WHAT THIS TASK INVOLVES:
Write the records below out again. Match them exactly.
DATASET EXCERPTS START
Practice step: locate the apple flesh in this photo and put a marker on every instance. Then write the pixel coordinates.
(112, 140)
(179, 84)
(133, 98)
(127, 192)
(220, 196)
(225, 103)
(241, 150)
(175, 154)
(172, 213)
DATASET EXCERPTS END
ANSWER BOX:
Practice step: locate the apple flesh in this photo and put a marker on every instance. Then write the pixel coordinates.
(112, 140)
(179, 84)
(133, 98)
(127, 192)
(220, 196)
(225, 103)
(241, 150)
(175, 154)
(172, 213)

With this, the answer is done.